Carolina Collects: 150 Years of Modern and Contemporary Art from Alumni Collections
Ackland Art Museum
Through Dec. 4

Imagine being commissioned to create a CD set or playlist that would represent 20th century music. You’d have access to vast and diverse databases of MP3s, from which you could choose and organize as you saw fit. You’d want to include one quintessential tune from each recording artist who you felt really mattered, as well as some little-known stuff to round out each genre. Pretty fun chore, yes? And pretty difficult, as well.

Now, replace MP3 files with works of art from the biggest names of the last centurymany of which would trigger a bidding frenzy at Sotheby’sand you get a sense of the task that Ackland Museum of Art Chief Curator Peter Nisbet took on to produce Carolina Collects: 150 Years of Modern and Contemporary Art from Alumni Collections, which opened last month and remains on display through Dec. 4.

Carolina Collects is not only a testament to a Carolina education and, as Nisbet says, “the role it plays in fostering a love of the arts,” but also an entertaining recap of Modernism. In that, it is a real curatorial accomplishment for the Ackland.

Before soliciting and discovering works from the gamut of alumni collections, Nisbet had to establish some ground rules. He would include no more than one work per artist, and a maximum of four works from any collector. The result is 88 works from 60 collectors spanning the UNC-Chapel Hill classes of 1943 to 1996. And these paintings, sculptures, photographs and drawings didn’t come from corporate vaults, either. Instead, these works are a part of the collectors’ daily lives: Empty rectangular spaces on living room and bedroom walls await their return in time for the holiday season.

Nisbet and his team at the Ackland have installed the show in the rooms of their museum with a comparable loving care, creating several big moments in each space for visitors to encounter with awe. The first room of the show is the biggest, and it’s suitably packed with big namesnone bigger than the opener, an image of fin-de-siècle leisure in the Paris suburbs, executed with a familiar brushstroke and palette.

“My hope is that the buzz is ‘Boy, have you been to the Ackland to see the Monet?’” Nisbet said the week before the show opened.

That welcoming French Impressionist work, “The Seine at Argenteuil” (1877), features couples promenading on the riverbank beyond a flowering tangle of bushes in the foreground that shows Monet’s aesthetic in flux. And it’s not a minor Monet: It shows him resolving plein air light and color within an old master-style landscape. A few years later, the painter moved to Giverny to begin tending and painting his famous garden.

Around the corner from the Monet hangs an immediately recognizable work, which makes a very different sort of strong impression: a piece by Henri Rousseau, “Exotic Landscape with Tiger and Hunters” (1907). Teeth bared, a tiger steals up through exuberant jungle foliage behind silhouetted hunters unaware of the cat. Jungle fronds open above the hunters for a full moon to light the tense, serene, weird scene.

Minor works will knock socks off as well. “Nude” (1935), an early Louise Nevelson pencil sketch, renders a blocky but casual seated female figure in a minimum of quick lines”very much a sculptor’s drawing,” Nisbet says. The figure’s head and curly locks are conflated into a triple loop, like three cursive e’s. Complementing the Gaston Lachaise drawing beneath it, Nevelson’s work also represents the painful side of curating this show. Nisbet winced a little as he noted that he chose it over a more trademark Nevelson work, a white box from her 1959 masterpiece “Dawn’s Wedding Chapel.” This might be the kind of decision that curators lose sleep over.

* _LIST OF TASKS_
A – In the review of the Carolina Collects show, what limits did Nisbet set on the number of works per artist and per collector?
B – Copy the part of the review of the Carolina Collects show from "Around the corner" to "serene, weird scene.".

* _DATA PROVIDED_
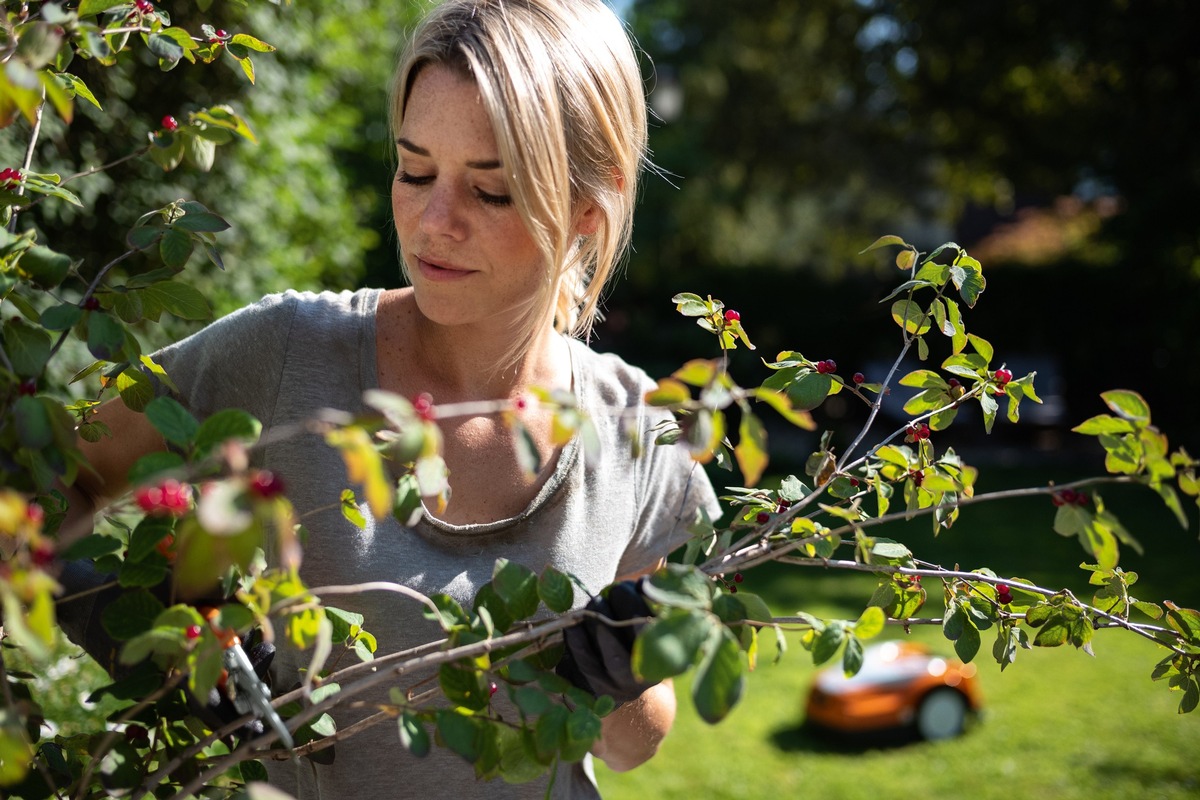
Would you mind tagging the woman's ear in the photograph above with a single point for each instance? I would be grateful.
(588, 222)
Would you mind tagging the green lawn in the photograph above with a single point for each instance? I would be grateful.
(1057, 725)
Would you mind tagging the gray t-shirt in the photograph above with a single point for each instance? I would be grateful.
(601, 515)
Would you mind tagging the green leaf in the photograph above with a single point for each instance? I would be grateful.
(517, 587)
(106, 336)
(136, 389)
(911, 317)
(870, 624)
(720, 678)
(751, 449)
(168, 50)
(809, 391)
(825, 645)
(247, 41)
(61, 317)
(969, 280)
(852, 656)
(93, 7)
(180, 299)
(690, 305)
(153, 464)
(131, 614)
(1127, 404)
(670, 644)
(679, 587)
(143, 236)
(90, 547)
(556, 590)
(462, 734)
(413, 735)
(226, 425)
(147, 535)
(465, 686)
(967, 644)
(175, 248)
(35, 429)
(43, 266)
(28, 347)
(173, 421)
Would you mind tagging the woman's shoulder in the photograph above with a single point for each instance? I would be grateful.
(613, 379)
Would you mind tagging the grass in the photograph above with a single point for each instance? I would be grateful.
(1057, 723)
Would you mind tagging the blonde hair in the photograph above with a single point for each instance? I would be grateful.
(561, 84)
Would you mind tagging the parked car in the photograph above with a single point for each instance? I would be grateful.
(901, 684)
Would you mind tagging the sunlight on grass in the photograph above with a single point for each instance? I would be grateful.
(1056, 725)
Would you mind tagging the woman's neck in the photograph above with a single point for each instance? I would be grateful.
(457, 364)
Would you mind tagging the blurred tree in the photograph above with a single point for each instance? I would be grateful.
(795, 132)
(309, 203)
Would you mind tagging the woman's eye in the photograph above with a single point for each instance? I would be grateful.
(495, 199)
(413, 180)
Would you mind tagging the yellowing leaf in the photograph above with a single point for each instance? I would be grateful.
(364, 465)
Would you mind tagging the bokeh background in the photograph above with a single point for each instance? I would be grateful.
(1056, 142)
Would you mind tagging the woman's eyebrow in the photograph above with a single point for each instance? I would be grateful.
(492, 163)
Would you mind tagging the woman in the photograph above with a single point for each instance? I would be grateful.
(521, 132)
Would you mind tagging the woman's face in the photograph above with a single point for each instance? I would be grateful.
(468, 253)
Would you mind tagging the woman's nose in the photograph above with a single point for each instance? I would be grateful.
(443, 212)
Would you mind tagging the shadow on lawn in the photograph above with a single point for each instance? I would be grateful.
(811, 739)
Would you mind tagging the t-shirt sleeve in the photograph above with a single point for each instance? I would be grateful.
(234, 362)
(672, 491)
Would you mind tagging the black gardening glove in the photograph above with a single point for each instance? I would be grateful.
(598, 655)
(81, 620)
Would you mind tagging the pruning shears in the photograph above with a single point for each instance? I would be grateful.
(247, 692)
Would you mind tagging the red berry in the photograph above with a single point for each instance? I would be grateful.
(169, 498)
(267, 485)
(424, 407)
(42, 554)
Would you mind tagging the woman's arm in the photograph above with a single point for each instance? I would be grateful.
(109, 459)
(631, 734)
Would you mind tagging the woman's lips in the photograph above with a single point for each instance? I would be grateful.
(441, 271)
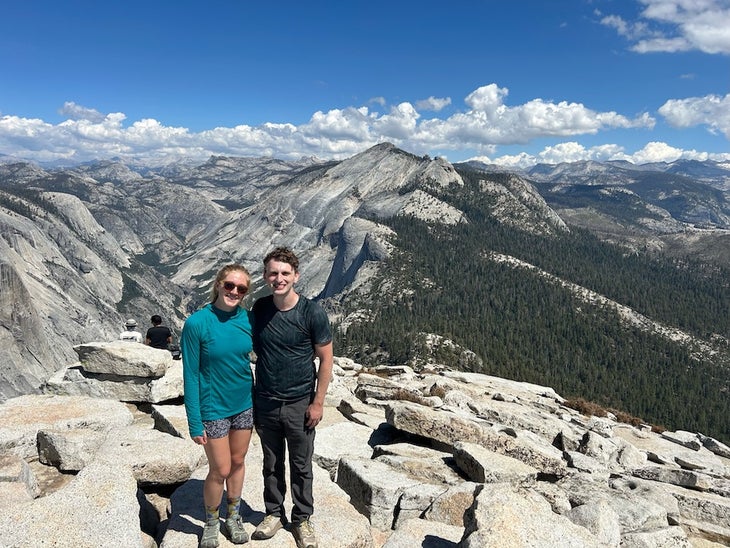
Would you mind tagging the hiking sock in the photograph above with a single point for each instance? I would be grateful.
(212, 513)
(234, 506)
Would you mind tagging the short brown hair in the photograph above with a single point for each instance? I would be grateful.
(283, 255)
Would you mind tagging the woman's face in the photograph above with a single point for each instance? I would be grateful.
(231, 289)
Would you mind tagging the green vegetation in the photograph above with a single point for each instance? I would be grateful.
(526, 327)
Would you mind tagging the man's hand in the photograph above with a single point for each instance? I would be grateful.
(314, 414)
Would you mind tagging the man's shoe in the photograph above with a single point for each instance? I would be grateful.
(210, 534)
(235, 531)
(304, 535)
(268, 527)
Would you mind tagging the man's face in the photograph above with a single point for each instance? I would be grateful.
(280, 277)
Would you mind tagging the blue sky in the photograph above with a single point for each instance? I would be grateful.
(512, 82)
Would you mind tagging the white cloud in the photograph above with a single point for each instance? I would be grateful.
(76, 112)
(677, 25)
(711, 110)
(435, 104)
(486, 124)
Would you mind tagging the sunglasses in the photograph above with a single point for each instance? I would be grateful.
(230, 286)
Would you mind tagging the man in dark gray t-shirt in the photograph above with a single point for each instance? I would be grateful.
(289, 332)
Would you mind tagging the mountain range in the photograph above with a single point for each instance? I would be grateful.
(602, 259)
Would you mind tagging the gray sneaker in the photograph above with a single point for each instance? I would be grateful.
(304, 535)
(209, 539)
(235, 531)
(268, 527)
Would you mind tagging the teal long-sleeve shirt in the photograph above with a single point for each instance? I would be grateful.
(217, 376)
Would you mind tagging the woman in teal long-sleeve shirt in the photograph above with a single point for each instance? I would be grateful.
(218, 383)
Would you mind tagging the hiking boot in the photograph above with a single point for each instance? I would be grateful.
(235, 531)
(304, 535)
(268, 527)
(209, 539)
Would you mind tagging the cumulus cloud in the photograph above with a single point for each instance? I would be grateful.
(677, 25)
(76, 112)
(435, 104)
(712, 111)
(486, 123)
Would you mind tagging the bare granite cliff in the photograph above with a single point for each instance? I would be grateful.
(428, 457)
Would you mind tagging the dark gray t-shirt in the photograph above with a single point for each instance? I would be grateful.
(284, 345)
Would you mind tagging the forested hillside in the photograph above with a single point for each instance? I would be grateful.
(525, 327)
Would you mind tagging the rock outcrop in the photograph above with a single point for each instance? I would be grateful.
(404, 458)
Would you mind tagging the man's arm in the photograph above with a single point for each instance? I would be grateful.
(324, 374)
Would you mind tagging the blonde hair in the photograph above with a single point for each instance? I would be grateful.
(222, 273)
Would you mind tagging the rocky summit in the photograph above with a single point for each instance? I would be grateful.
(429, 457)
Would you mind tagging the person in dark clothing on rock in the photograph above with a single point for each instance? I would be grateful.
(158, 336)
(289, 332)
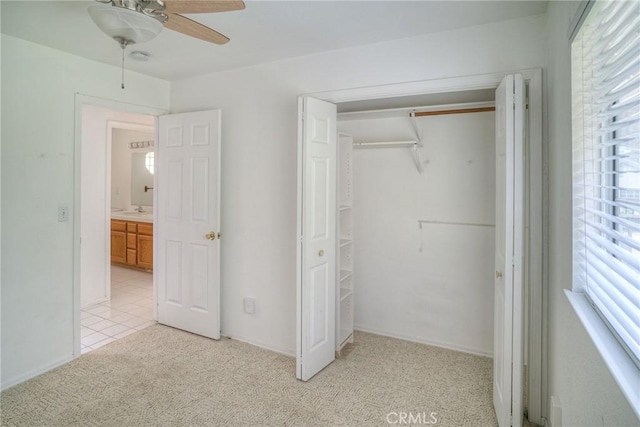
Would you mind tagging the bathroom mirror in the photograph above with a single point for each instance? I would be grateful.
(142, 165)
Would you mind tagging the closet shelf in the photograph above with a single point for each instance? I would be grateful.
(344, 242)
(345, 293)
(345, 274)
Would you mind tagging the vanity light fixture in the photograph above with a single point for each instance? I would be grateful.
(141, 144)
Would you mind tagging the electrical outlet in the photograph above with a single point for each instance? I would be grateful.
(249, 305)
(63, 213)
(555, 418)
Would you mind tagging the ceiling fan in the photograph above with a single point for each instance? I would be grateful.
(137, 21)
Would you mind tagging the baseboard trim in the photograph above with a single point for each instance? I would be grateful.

* _SOLVED PROBLEMS_
A – He allowed no more than one work per artist and at most four works from any collector.

B –
Around the corner from the Monet hangs an immediately recognizable work, which makes a very different sort of strong impression: a piece by Henri Rousseau, “Exotic Landscape with Tiger and Hunters” (1907). Teeth bared, a tiger steals up through exuberant jungle foliage behind silhouetted hunters unaware of the cat. Jungle fronds open above the hunters for a full moon to light the tense, serene, weird scene.